[BEGIN Source material]

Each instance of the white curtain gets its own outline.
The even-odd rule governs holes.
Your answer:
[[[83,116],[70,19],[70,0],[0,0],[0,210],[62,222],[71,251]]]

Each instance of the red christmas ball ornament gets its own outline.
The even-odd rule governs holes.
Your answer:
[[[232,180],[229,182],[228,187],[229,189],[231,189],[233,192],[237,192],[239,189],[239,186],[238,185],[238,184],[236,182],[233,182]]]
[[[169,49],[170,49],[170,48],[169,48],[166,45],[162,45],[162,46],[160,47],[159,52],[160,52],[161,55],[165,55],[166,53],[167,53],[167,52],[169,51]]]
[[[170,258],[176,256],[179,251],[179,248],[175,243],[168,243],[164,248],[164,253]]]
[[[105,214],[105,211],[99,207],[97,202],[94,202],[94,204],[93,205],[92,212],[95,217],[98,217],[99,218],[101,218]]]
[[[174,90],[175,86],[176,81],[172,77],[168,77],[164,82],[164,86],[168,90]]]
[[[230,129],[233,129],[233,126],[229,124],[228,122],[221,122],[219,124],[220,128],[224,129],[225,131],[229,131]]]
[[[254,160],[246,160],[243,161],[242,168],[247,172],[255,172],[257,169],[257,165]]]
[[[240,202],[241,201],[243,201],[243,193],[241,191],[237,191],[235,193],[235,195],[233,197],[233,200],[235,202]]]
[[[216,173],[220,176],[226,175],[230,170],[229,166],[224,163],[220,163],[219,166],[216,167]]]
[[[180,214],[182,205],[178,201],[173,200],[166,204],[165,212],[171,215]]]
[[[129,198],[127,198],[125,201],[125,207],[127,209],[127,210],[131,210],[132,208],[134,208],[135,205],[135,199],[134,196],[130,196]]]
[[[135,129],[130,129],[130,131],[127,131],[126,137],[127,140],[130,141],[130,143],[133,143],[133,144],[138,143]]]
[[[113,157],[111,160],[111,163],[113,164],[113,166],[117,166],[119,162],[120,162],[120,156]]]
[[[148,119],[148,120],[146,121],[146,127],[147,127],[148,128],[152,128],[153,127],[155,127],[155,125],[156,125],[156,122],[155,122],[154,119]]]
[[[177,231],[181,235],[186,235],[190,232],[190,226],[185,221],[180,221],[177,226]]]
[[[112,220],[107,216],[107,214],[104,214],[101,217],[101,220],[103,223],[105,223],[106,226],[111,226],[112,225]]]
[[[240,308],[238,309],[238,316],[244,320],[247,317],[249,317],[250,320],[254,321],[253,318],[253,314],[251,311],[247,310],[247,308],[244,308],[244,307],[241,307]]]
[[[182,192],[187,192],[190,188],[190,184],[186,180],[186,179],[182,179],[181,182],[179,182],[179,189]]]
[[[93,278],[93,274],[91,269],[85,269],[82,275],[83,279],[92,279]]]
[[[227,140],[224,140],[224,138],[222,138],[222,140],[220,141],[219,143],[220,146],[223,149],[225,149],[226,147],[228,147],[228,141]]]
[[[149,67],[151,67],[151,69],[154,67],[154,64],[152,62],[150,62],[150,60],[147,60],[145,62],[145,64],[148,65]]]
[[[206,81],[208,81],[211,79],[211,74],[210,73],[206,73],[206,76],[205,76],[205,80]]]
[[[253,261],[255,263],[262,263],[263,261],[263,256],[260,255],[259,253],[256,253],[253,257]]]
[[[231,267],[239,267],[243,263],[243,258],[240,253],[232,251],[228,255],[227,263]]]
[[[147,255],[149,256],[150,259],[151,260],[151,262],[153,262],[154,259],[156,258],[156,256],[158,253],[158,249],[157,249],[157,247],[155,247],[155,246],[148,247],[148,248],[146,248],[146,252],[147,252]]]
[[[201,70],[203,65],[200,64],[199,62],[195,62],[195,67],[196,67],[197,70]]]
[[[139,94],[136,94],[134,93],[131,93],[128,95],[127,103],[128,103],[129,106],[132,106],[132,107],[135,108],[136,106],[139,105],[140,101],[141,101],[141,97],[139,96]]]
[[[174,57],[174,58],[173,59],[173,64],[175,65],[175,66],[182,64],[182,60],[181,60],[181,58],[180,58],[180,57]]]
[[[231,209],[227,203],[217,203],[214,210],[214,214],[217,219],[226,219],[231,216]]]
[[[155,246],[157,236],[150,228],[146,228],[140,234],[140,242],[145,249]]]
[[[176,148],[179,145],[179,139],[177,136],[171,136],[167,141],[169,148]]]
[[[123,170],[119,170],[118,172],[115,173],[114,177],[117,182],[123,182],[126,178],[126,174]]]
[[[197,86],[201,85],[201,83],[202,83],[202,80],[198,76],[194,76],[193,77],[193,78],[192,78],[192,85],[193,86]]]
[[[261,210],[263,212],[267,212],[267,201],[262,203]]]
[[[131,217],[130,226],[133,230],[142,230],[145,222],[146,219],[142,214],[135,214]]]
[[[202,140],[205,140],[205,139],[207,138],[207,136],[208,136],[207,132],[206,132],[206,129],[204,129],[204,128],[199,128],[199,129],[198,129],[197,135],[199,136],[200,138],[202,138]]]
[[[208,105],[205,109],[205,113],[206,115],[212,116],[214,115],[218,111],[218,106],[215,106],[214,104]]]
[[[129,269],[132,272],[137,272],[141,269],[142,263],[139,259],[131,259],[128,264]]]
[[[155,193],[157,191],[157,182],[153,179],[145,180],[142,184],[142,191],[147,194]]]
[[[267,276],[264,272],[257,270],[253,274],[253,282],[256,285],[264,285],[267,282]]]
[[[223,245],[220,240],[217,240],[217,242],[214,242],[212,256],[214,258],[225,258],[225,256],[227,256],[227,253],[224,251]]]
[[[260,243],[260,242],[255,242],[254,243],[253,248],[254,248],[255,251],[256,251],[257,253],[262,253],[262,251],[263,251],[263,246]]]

[END Source material]

Description of the task –
The entries above must be returned exactly.

Result for this task –
Each instance of the white curtain gets its own outline.
The even-odd rule governs holes.
Your answer:
[[[83,116],[70,19],[70,0],[0,0],[0,210],[62,222],[71,251]]]

Each instance of the red christmas ball ornament gets its own outline.
The even-odd rule governs holes.
Your answer:
[[[232,180],[229,182],[228,187],[229,189],[231,189],[233,192],[237,192],[239,189],[239,186],[238,185],[238,184],[236,182],[233,182]]]
[[[169,49],[170,49],[170,48],[169,48],[166,45],[162,45],[162,46],[160,47],[159,52],[160,52],[161,55],[165,55],[166,53],[167,53],[167,52],[169,51]]]
[[[170,258],[176,256],[179,251],[179,248],[175,243],[168,243],[164,248],[164,253]]]
[[[105,214],[105,211],[99,207],[97,202],[94,202],[94,204],[93,205],[92,212],[95,217],[98,217],[99,218],[101,218]]]
[[[174,90],[175,86],[176,81],[172,77],[168,77],[164,82],[164,86],[168,90]]]
[[[230,129],[233,129],[233,126],[229,124],[228,122],[221,122],[219,124],[220,128],[224,129],[225,131],[229,131]]]
[[[254,160],[246,160],[243,161],[242,168],[247,172],[255,172],[257,169],[257,165]]]
[[[240,202],[241,201],[243,201],[243,193],[241,191],[237,191],[235,193],[235,195],[233,197],[233,200],[235,202]]]
[[[216,173],[220,176],[226,175],[230,170],[229,166],[224,163],[220,163],[219,166],[216,167]]]
[[[180,214],[182,205],[178,201],[173,200],[166,204],[165,212],[171,215]]]
[[[129,198],[127,198],[125,201],[125,207],[127,209],[127,210],[131,210],[132,208],[134,208],[135,205],[135,199],[134,196],[130,196]]]
[[[135,129],[130,129],[130,131],[127,131],[126,137],[127,140],[130,141],[130,143],[133,143],[133,144],[138,143]]]
[[[113,157],[111,160],[111,163],[113,164],[113,166],[117,166],[119,162],[120,162],[120,156]]]
[[[148,119],[148,120],[146,121],[146,127],[147,127],[148,128],[152,128],[153,127],[155,127],[155,125],[156,125],[156,122],[155,122],[154,119]]]
[[[177,231],[181,235],[186,235],[190,232],[190,226],[185,221],[180,221],[177,226]]]
[[[112,220],[107,216],[107,214],[104,214],[101,217],[101,220],[103,223],[105,223],[106,226],[111,226],[112,225]]]
[[[240,308],[238,309],[238,316],[244,320],[247,317],[249,317],[250,320],[254,321],[253,318],[253,314],[251,311],[247,310],[247,308],[244,308],[244,307],[241,307]]]
[[[182,192],[187,192],[190,188],[190,184],[186,180],[186,179],[182,179],[181,182],[179,182],[179,189]]]
[[[93,278],[93,274],[91,269],[85,269],[82,275],[83,279],[92,279]]]
[[[227,140],[224,140],[224,138],[222,138],[222,140],[220,141],[219,143],[220,146],[223,149],[225,149],[226,147],[228,147],[228,141]]]
[[[149,67],[151,67],[151,69],[154,67],[154,64],[152,62],[150,62],[150,60],[147,60],[145,62],[145,64],[148,65]]]
[[[206,81],[208,81],[211,79],[211,74],[210,73],[206,73],[206,76],[205,76],[205,80]]]
[[[253,261],[255,263],[262,263],[263,261],[263,256],[260,255],[259,253],[256,253],[253,257]]]
[[[231,267],[239,267],[243,263],[243,258],[240,253],[232,251],[228,255],[227,263]]]
[[[147,255],[149,256],[150,259],[151,260],[151,262],[153,262],[154,259],[156,258],[156,256],[158,253],[158,249],[157,249],[157,247],[155,247],[155,246],[148,247],[148,248],[146,248],[146,252],[147,252]]]
[[[201,70],[203,65],[200,64],[199,62],[195,62],[195,67],[196,67],[197,70]]]
[[[139,94],[136,94],[134,93],[131,93],[128,95],[127,103],[128,103],[129,106],[132,106],[132,107],[135,108],[136,106],[139,105],[140,101],[141,101],[141,97],[139,96]]]
[[[174,57],[174,58],[173,59],[173,64],[175,65],[175,66],[182,64],[182,60],[181,60],[181,58],[180,58],[180,57]]]
[[[231,209],[227,203],[217,203],[214,210],[214,214],[217,219],[226,219],[231,216]]]
[[[155,246],[157,236],[150,228],[146,228],[140,234],[140,242],[145,249]]]
[[[176,148],[179,145],[179,139],[177,136],[171,136],[167,141],[169,148]]]
[[[123,170],[119,170],[118,172],[115,173],[114,177],[117,182],[123,182],[126,178],[126,174]]]
[[[197,86],[201,85],[201,83],[202,83],[202,80],[198,76],[194,76],[193,77],[193,78],[192,78],[192,85],[193,86]]]
[[[261,210],[263,212],[267,212],[267,201],[262,203]]]
[[[131,217],[130,226],[133,230],[142,230],[145,222],[146,219],[142,214],[135,214]]]
[[[202,140],[205,140],[205,139],[207,138],[207,136],[208,136],[207,132],[206,132],[206,129],[204,129],[204,128],[199,128],[199,129],[198,129],[197,135],[199,136],[200,138],[202,138]]]
[[[208,105],[205,109],[205,113],[206,115],[212,116],[214,115],[218,111],[218,106],[215,106],[214,104]]]
[[[129,269],[132,272],[137,272],[141,269],[142,263],[139,259],[131,259],[128,264]]]
[[[155,193],[157,191],[157,182],[153,179],[145,180],[142,184],[142,191],[147,194]]]
[[[267,276],[264,272],[257,270],[253,274],[253,282],[256,285],[264,285],[267,282]]]
[[[223,245],[220,240],[217,240],[217,242],[214,242],[212,256],[214,258],[225,258],[225,256],[227,256],[227,253],[224,251]]]
[[[260,243],[260,242],[255,242],[254,243],[253,248],[254,248],[255,251],[256,251],[257,253],[262,253],[262,251],[263,251],[263,246]]]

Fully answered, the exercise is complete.